## Ziel
Gib die Zeilen von der Zeile mit „Help me locate the cabinet“ bis einschließlich der letzten Zeile als JSON-Liste von Zeichenketten wieder, mit einer Zeichenkette pro Zeile und ohne Leerzeilen.

## Ausgangsmaterial
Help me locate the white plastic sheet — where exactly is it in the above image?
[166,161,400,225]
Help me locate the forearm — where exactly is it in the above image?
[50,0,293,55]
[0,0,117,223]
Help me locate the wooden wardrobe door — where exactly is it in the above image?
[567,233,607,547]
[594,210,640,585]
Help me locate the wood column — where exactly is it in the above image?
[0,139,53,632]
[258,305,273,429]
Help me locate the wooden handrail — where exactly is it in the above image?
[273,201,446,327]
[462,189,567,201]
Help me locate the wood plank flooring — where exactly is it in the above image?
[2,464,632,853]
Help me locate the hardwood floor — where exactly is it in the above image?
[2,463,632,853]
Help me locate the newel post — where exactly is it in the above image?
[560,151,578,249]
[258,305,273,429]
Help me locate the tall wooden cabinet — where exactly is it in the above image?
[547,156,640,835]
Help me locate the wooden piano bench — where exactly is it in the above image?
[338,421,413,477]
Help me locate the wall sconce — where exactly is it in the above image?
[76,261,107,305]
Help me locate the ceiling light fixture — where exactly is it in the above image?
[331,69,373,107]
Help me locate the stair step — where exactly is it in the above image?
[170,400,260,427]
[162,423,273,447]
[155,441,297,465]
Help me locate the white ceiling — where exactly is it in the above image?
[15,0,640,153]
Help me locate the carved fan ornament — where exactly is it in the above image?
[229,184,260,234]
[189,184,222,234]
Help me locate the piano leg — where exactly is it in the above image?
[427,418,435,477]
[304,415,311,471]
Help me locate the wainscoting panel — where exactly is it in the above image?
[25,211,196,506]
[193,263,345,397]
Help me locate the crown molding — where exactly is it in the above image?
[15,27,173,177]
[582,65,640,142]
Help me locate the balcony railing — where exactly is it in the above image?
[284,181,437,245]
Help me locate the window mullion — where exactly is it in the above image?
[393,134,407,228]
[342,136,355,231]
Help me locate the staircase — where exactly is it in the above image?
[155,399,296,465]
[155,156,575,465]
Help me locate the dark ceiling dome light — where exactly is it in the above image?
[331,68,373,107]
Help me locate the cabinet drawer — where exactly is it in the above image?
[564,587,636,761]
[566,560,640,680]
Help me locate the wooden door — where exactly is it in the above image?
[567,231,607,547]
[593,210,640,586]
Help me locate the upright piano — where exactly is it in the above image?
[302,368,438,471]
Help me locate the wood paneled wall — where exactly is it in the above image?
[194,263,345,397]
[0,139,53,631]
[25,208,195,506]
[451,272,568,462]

## Gelöste Aufgabe
[
  "Help me locate the cabinet drawer — where exactly is it in the above image?",
  "[564,587,636,761]",
  "[566,560,640,680]",
  "Help me locate the wooden door — where exactly is it in the above image?",
  "[567,231,607,547]",
  "[593,210,640,586]",
  "Help me locate the upright piano — where exactly is it in the above image?",
  "[302,368,438,471]",
  "Help me locate the wood paneled wall — where exactly is it in the above image?",
  "[194,263,345,397]",
  "[0,139,53,631]",
  "[25,208,195,506]",
  "[451,272,568,462]"
]